> _Selected passage_
Official fishing season is over on the Walkham for another year and it felt like time to catch on the gossip with Robin Armstrong, who came to the valley as a river warden and stayed on as fisherman, chronicler and painter – still selling worldwide from his gallery at Sortridge and through the local pubs and Wildwood Arts.
He told us …
“I paint more fish than I catch nowadays but I still hear the chat I guess and I’m still always looking. What I hear is a lot of doom about the salmon but I think the fact is hardly anybody is actually going out to try to catch one any more, legally or illegally. They are still there. You are never going to get the sort of massive runs there used to be, because of what has happened at sea and on the land over a long time, but year on year, I don’t think anything dramatic has suddenly happened to this network.
“The times of the runs vary according to flows and the flow patterns are always changing, as well as the rainfall, and one way and another most of the run this year will probably be from about now onwards, so the fishing clubs will be reporting low catches during the open season, but that’s the way the ball bounces. If you take a regular look at Grenofen Pool, you can still see salmon waiting any time between May and December.
“Can’t tell you more but this summer I saw the most magnificent specimen I have ever seen, a 20-pounder taken from the Tavy.

> _Your tasks_
- A) Update the Walkham fishing piece, starting with "Official fishing season" and going on through "and Wildwood Arts.", and put "artist" in place of "painter".
- B) Carry on the piece about the Walkham fishing season, picking up right after its last sentence.

> _Given information_
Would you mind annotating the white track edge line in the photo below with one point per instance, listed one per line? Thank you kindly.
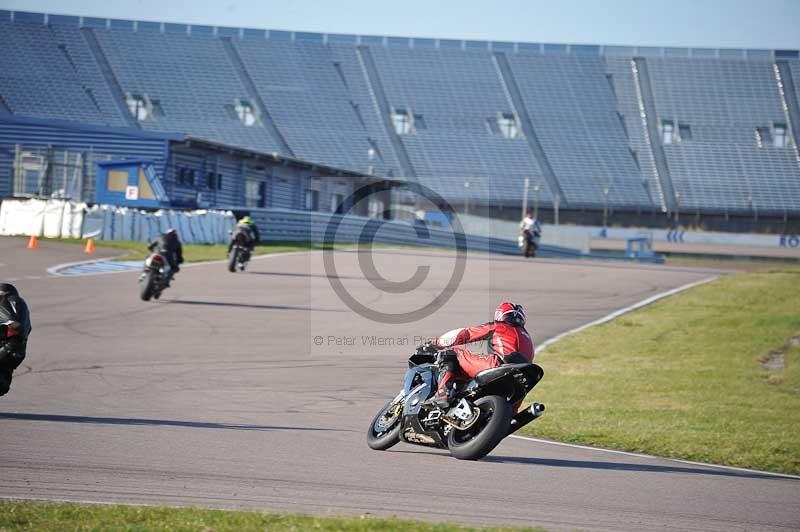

> _Results for the exercise_
- A)
Official fishing season is over on the Walkham for another year and it felt like time to catch on the gossip with Robin Armstrong, who came to the valley as a river warden and stayed on as fisherman, chronicler and artist – still selling worldwide from his gallery at Sortridge and through the local pubs and Wildwood Arts.

- B)
“In the Walkham, they are trying to get to the redds between Huckworthy and Woodtown Weir, where the gravel gathers in the right way with stones between an egg and a marble in size. There used to be redds higher upstream but water extraction changed the flows long ago and some of them moved and there is no longer the maintenance there once was. We used to go up there in waders and rake out cow parsley. Funnily enough, I can see a possible new laying area forming now right outside the Leaping Salmon, where the gravel is gathering under Paul Bozacki’s wall. Keep an eye on it.
“Meanwhile, the new weir at the bridge seems to be doing its job in terms of helping fish up over. There are more fish using the stair than got over the old weir. But some still just go up over the face.
“The weir pool seems to be back in fashion as a place to fish and a couple of good fishermen have had a few nice peal.
“Above the weir, through Weir Park, is still a good stretch for fish to recover and they are probably lying along there right now, and in the pools between there and Huckworthy.
“In the old days, somebody would have been down along there with a wire at midnight and a couple of hotels would have paid good money for the catch and me and quite a few other people had to be hired to try and stop it. But now you can walk in the supermarket and buy all the salmon you can stand for a fiver and that’s the main difference today, even more than global warming.”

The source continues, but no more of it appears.